## SELECTION
------------------------

Vision-Oriented Lightweight Neural Architecture Search with Budget-Adaptive Evaluation¶

Conference: CVPR 2026
Paper: CVF Open Access
Code: https://github.com/fanyi-plus/tf-nas
Area: Model Compression / Neural Architecture Search
Keywords: Neural Architecture Search, Training-free Proxies, Visual Probing Tasks, Budget-Adaptive, Rank Correlation

TL;DR¶

Addressing the dilemma between "accurate but slow training-based" and "fast but unreliable and family-specific training-free" NAS, this paper proposes six "vision-specific micro-tasks" with negligible training costs as architecture quality proxies. Combined with a quadratic response surface that automatically allocates data volume and training epochs within a given time budget, the method achieves SOTA rank correlation and final accuracy across CNN, Transformer, and Mamba families.

------------------------

## DATA
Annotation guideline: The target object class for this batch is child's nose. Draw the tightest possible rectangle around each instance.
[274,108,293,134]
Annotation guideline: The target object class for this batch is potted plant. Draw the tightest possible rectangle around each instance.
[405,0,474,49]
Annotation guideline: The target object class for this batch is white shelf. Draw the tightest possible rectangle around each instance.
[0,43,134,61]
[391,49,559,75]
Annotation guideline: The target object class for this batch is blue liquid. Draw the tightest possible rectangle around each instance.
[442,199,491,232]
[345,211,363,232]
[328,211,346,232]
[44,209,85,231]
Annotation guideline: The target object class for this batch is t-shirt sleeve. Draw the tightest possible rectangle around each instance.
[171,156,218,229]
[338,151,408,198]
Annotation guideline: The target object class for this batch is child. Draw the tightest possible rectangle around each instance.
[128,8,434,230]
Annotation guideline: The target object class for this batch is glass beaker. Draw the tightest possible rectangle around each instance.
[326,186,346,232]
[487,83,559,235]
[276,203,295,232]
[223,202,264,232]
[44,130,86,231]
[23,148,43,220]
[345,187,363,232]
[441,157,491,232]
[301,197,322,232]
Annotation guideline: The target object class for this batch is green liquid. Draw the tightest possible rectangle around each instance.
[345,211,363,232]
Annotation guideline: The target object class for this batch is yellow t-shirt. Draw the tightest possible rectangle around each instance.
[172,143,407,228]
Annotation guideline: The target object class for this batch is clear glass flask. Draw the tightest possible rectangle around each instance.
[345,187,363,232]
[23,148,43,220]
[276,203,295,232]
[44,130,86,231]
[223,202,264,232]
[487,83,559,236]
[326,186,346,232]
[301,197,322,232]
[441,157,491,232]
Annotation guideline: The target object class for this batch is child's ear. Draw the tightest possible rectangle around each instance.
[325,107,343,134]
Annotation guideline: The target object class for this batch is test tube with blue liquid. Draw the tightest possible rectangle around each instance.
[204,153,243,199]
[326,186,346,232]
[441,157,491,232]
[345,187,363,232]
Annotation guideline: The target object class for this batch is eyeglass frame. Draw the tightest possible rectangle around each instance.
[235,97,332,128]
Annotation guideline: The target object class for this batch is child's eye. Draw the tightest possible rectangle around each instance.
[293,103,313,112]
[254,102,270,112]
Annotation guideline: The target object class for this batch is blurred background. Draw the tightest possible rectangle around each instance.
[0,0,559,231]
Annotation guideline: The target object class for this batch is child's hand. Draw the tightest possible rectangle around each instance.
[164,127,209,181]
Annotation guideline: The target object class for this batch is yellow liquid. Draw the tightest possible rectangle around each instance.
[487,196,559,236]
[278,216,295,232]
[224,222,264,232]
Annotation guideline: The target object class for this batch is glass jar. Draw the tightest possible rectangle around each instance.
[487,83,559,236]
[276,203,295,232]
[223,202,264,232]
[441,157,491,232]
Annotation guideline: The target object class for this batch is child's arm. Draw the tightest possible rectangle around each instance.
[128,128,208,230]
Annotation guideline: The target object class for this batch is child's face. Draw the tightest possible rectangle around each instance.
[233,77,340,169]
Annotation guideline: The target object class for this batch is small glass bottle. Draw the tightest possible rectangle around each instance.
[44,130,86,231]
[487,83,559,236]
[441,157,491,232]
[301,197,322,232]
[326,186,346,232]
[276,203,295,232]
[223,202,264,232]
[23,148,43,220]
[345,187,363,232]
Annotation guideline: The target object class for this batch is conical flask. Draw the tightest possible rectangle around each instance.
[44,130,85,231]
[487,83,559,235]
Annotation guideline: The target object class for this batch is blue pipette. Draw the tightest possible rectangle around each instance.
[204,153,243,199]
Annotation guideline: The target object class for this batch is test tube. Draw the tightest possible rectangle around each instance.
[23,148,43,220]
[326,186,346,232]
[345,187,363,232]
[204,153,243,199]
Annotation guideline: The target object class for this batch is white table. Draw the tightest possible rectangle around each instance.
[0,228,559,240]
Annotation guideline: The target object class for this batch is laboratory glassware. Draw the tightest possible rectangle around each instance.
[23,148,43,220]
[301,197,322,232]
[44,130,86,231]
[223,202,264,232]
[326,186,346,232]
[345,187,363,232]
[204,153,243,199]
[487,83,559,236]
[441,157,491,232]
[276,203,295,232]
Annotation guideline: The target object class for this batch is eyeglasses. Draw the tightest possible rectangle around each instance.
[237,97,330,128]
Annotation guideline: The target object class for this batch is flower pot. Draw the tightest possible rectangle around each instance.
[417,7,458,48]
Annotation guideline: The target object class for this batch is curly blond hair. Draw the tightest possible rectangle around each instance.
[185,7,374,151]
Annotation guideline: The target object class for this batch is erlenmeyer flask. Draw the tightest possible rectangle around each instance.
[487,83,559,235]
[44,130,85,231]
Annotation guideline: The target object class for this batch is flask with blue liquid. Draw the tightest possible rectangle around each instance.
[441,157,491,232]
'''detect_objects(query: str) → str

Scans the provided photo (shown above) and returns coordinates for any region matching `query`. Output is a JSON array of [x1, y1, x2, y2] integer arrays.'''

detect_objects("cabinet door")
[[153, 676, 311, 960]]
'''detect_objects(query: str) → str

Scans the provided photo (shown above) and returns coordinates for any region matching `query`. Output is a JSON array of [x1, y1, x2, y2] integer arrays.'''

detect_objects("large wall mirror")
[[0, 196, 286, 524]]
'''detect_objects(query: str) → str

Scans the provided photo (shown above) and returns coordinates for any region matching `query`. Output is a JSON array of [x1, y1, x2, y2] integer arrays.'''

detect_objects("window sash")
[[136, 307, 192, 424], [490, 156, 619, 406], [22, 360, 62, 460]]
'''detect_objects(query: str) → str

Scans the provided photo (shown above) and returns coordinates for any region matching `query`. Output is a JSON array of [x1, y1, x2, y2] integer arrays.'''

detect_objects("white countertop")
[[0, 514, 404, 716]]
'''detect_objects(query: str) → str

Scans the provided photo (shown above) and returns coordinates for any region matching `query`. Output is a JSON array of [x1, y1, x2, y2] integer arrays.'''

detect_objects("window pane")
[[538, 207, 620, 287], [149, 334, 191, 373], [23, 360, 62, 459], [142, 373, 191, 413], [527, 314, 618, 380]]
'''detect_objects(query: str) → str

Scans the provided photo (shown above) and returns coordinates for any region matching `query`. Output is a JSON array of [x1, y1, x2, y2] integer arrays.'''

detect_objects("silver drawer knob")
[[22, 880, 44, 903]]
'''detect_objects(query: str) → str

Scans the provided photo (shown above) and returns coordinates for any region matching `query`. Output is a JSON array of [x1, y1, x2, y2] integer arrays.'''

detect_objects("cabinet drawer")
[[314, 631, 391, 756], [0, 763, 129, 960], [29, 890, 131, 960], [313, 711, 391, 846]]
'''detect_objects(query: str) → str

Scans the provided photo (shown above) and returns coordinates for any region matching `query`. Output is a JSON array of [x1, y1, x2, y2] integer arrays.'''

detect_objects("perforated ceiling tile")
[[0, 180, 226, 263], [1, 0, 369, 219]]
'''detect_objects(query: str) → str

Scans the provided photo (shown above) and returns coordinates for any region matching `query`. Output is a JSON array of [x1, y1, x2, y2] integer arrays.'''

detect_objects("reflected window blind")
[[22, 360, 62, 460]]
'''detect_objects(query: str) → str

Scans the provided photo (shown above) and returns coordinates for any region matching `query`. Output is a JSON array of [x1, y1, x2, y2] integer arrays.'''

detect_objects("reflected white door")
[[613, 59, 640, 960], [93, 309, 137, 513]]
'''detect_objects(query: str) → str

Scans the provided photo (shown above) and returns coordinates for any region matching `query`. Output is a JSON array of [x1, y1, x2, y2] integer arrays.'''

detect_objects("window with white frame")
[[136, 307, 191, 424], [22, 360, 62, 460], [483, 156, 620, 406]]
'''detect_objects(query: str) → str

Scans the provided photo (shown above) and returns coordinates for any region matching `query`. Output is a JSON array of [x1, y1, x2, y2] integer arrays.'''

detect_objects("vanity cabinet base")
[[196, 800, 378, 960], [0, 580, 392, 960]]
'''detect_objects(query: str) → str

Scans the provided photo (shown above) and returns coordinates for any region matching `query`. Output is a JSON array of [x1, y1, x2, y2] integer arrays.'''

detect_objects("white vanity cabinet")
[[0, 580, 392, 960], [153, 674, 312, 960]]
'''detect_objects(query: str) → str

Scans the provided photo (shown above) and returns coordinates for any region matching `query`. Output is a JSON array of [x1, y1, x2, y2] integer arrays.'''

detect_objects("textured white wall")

------------------------

## EXERCISE INSTRUCTIONS
Extend the summary of the budget-adaptive neural architecture search paper, starting after its TL;DR paragraph.

## THE RESULT
Background & Motivation¶

Background: NAS has become the de facto standard for automatically searching network structures for various vision tasks. Early methods required training thousands of candidates from scratch, incurring exorbitant GPU costs. Subsequent works (weight-sharing supernets, DARTS-style differentiable relaxation, progressive shrinking in OFA/BigNAS) amortized the cost but remained stuck in the "train-validate-retrain" paradigm, requiring full pipeline reruns when datasets or deployment constraints changed. To eliminate training entirely, training-free NAS (zero-cost proxies) emerged, calculating scores based on lightweight statistics of weights, gradients, or features in a random (or near-random) initialization state within seconds.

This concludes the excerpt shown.